# Text for analysis
-------

MDMA, an illegal psychedelic drug commonly known as ecstasy or molly, could be used to treat post-traumatic stress, researchers say. But access to the drug for testing has been difficult, even though the Food and Drug Administration in 2017 designated it as a “breakthrough therapy” for PTS treatment.
Veterans experience PTS at a higher rate than the rest of the population. The Department of Veterans Affairs estimates 11-20 percent of veterans who served in the wars in Iraq and Afghanistan have PTS, compared to about 8 percent of non-veterans.
Clinical tests of the drug are in their third phase, but people whose moderate or severe PTS is resistant to other treatments could potentially benefit from early access to MDMA, according to the nonprofit research group, Multidisciplinary Association for Psychedelic Studies (MAPS).

-------

# Exercise data
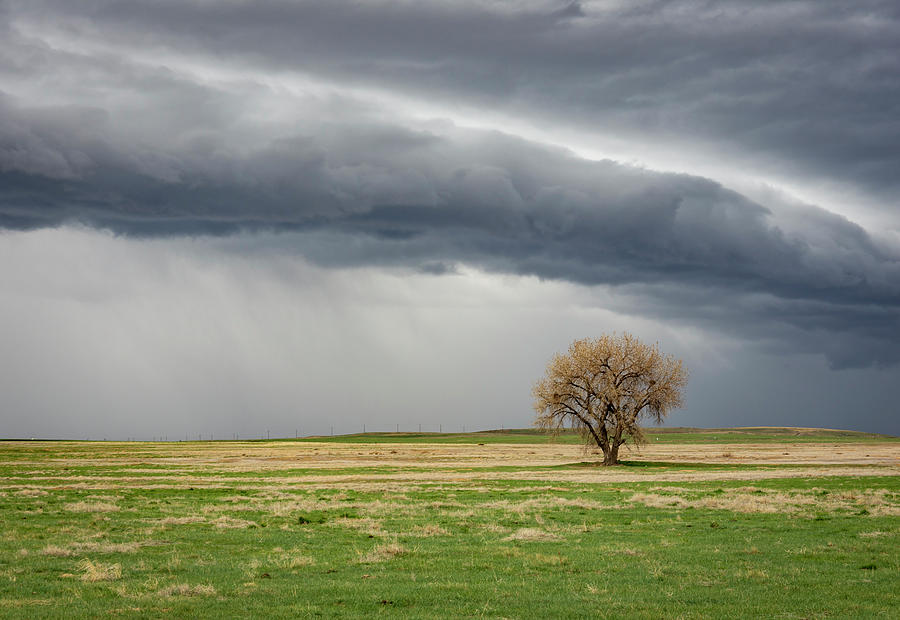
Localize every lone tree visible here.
[534,334,688,465]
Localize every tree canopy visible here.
[533,333,688,465]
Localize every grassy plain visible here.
[0,429,900,618]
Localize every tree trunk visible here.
[603,442,621,465]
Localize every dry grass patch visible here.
[628,486,900,516]
[70,542,146,553]
[359,542,406,564]
[328,517,387,537]
[859,531,893,538]
[156,583,216,598]
[41,545,75,558]
[408,523,450,538]
[78,558,122,582]
[503,527,560,542]
[157,517,206,525]
[63,501,119,512]
[269,548,316,569]
[210,515,259,530]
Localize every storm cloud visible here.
[0,0,900,436]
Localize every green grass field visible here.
[0,429,900,618]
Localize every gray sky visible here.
[0,0,900,438]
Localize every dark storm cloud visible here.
[0,0,900,366]
[11,0,900,202]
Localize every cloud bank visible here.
[0,0,900,436]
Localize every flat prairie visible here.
[0,429,900,618]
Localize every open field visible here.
[0,429,900,618]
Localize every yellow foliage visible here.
[533,333,688,465]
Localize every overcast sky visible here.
[0,0,900,439]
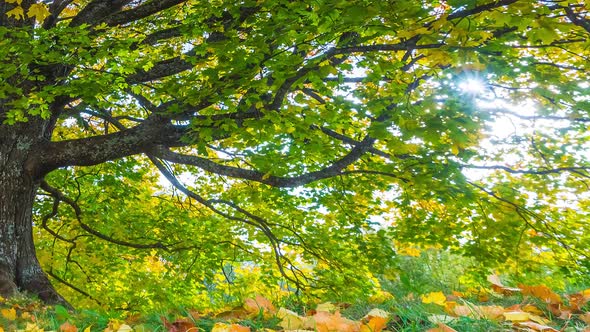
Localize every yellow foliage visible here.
[6,6,25,20]
[0,308,16,320]
[27,3,51,23]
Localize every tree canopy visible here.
[0,0,590,307]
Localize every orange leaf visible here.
[305,311,360,332]
[516,322,559,332]
[519,285,562,304]
[59,322,78,332]
[454,305,504,320]
[504,311,531,322]
[522,304,543,315]
[162,317,198,332]
[567,293,590,311]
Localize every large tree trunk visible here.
[0,123,65,303]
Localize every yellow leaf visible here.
[117,324,133,332]
[244,295,277,317]
[6,6,25,20]
[369,290,393,304]
[211,323,250,332]
[0,308,16,320]
[420,292,447,306]
[277,308,305,330]
[27,3,51,23]
[59,322,78,332]
[315,302,338,312]
[504,311,530,322]
[25,323,45,332]
[426,323,457,332]
[517,322,559,332]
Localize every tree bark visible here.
[0,123,66,303]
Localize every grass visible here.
[0,253,590,332]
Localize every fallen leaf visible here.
[421,292,447,306]
[315,302,338,312]
[427,315,457,324]
[426,323,457,332]
[368,290,394,304]
[488,274,520,295]
[277,308,306,330]
[161,316,198,332]
[244,295,277,318]
[59,322,78,332]
[117,324,134,332]
[304,311,360,332]
[519,285,563,304]
[567,293,590,311]
[504,311,531,322]
[212,323,250,332]
[516,322,559,332]
[522,304,543,315]
[454,305,505,320]
[529,314,551,324]
[578,312,590,325]
[361,308,389,332]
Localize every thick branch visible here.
[25,119,186,178]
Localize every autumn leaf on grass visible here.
[0,308,16,320]
[453,305,504,320]
[161,317,198,332]
[420,292,447,306]
[315,302,338,312]
[567,292,590,312]
[59,322,78,332]
[426,323,457,332]
[304,311,360,332]
[212,323,250,332]
[488,274,520,295]
[361,308,389,332]
[515,322,559,332]
[519,285,563,304]
[24,323,45,332]
[504,311,531,322]
[277,308,306,330]
[244,295,277,318]
[578,312,590,325]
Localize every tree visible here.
[0,0,590,302]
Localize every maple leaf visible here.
[27,3,51,23]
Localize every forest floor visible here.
[0,275,590,332]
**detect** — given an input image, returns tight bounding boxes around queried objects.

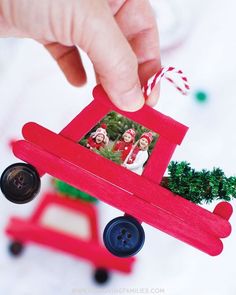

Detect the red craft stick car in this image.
[1,85,232,257]
[6,193,135,283]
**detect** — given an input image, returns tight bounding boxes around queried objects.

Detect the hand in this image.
[0,0,160,111]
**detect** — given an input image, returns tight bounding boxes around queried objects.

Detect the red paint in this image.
[10,86,232,255]
[6,193,135,273]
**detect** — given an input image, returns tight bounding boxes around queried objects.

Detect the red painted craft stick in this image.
[19,123,231,237]
[14,141,228,255]
[29,192,99,242]
[6,218,134,273]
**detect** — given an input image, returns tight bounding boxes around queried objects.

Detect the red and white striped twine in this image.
[142,67,190,99]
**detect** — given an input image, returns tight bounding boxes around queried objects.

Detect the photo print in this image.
[79,112,159,175]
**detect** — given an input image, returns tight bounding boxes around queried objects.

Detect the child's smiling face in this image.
[123,133,132,143]
[95,134,104,143]
[139,137,148,151]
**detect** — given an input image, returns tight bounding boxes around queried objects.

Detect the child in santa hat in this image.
[113,129,136,162]
[86,124,109,150]
[123,132,153,175]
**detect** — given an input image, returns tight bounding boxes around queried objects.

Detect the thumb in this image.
[78,1,144,111]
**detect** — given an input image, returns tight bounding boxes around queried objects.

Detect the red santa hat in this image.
[140,131,153,144]
[123,128,136,141]
[92,124,107,138]
[91,124,109,144]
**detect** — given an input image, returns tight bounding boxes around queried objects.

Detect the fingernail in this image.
[113,85,144,112]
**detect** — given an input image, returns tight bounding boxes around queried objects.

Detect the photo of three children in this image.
[83,112,157,175]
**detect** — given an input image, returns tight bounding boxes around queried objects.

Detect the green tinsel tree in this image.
[53,179,97,202]
[161,161,236,204]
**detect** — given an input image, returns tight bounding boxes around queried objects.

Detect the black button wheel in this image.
[8,241,24,256]
[94,268,110,284]
[0,163,40,204]
[103,216,145,257]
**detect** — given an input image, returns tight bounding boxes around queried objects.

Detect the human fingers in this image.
[45,42,86,86]
[109,0,161,106]
[0,0,144,111]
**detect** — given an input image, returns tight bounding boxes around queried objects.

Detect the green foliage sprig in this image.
[161,161,236,204]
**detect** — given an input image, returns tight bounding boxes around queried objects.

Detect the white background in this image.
[0,0,236,295]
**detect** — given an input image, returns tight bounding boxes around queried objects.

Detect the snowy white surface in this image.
[0,0,236,295]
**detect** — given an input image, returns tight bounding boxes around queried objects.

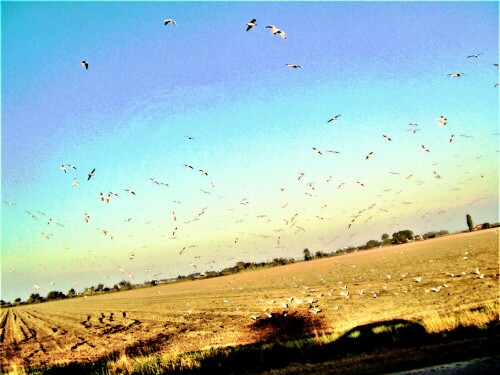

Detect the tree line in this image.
[0,214,498,307]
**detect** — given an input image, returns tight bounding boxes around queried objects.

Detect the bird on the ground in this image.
[266,25,286,39]
[247,18,257,31]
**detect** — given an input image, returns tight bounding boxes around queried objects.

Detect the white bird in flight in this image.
[247,18,257,31]
[328,115,341,122]
[266,25,286,39]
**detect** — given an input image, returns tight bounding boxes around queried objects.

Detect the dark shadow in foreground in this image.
[29,314,500,375]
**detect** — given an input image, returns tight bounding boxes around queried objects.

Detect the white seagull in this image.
[266,25,286,39]
[247,18,257,31]
[436,116,447,126]
[328,115,340,122]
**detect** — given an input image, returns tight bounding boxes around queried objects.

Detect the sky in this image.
[1,2,500,301]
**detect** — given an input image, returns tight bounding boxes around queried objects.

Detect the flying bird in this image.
[436,116,447,126]
[328,115,340,122]
[313,147,323,155]
[266,25,286,39]
[87,168,95,181]
[247,18,257,31]
[26,211,38,221]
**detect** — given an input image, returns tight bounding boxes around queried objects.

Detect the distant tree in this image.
[118,280,133,290]
[465,214,474,232]
[304,249,312,260]
[27,293,44,303]
[392,229,413,244]
[45,291,66,301]
[365,240,382,249]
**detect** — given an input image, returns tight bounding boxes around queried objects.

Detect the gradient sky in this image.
[1,2,499,301]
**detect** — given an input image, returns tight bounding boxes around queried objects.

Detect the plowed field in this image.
[0,230,499,371]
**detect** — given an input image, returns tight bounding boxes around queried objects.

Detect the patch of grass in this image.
[29,304,500,375]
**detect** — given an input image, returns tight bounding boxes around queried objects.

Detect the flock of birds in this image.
[4,18,498,302]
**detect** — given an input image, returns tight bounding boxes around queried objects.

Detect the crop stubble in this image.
[0,230,499,370]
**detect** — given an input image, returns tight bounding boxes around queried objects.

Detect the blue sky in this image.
[1,2,499,300]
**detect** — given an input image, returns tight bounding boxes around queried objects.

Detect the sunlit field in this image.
[0,229,499,372]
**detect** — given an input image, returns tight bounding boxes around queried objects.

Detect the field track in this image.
[0,229,499,372]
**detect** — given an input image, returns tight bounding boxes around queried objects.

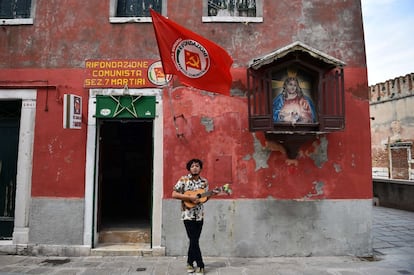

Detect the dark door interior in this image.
[0,100,22,239]
[97,120,153,231]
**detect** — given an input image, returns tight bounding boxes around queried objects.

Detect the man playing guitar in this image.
[172,159,219,275]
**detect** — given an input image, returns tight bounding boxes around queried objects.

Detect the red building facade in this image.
[0,0,372,256]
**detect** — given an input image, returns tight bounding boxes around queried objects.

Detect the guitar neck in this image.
[199,191,213,198]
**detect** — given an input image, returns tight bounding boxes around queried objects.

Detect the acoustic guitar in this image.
[184,183,233,208]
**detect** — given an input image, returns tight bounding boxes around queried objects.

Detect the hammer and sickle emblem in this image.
[185,53,200,69]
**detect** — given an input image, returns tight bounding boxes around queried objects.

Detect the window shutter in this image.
[319,68,345,132]
[247,70,273,131]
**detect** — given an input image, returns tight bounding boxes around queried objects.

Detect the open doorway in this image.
[0,100,22,240]
[97,119,153,242]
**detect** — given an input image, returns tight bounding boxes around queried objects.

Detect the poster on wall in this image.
[63,94,82,129]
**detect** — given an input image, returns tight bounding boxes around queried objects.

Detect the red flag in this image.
[151,10,233,95]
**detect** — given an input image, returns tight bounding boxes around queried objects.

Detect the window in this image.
[203,0,263,22]
[109,0,166,23]
[0,0,33,25]
[247,42,345,158]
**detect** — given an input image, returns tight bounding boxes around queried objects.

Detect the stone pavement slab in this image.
[0,207,414,275]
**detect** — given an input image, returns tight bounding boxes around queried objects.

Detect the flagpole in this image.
[167,75,184,138]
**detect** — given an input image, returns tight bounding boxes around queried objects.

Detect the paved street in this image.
[0,207,414,275]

-------

# Task 1
From the passage on MDMA and post-traumatic stress above the rows, quote the portion that begins at the words "Clinical tests of" and stops after the words "Psychedelic Studies (MAPS).".
# Task 2
Extend the passage on MDMA and post-traumatic stress above the rows, picking up after its final sentence.

# Exercise response 1
Clinical tests of the drug are in their third phase, but people whose moderate or severe PTS is resistant to other treatments could potentially benefit from early access to MDMA, according to the nonprofit research group, Multidisciplinary Association for Psychedelic Studies (MAPS).

# Exercise response 2
MAPS plans to allow early access to “potentially beneficial investigational therapies for people facing a serious or life-threatening condition for whom currently available treatments have not worked,” according to a MAPS news release
Phase 3 clinical trials are ongoing for the drug’s use in treating PTS, but the new approval from FDA will allow a select 50 patients at up to 10 sites in the U.S. earlier access to MDMA-assisted psychotherapy. Clinical trials are expected to be completed by 2021, meaning the FDA could approve the drug as soon as 2022.
MDMA is a synthetic drug that acts as a stimulant and hallucinogen, producing an energizing effect, distortions in perception, increased self-awareness and empathy and “enhanced enjoyment from sensory experiences,” according to the National Institutes of Health (NIH).
“The resurgence of research into using drugs such as MDMA to catalyze psychotherapy is the most promising and exciting development I’ve seen in my psychiatric career,” Dr. Michael Mithoefer, acting medical director for MAPS Public Benefit Corporation, said in a statement.
MAPS hopes FDA will provide additional expanded access once it shows the drug helped its first 35 patients.
Patients who participate in the treatment take a dose of the drug in a controlled clinical environment as part of a course of psychotherapy. They’ll also be responsible for the costs of their treatment, unlike in the clinical trials.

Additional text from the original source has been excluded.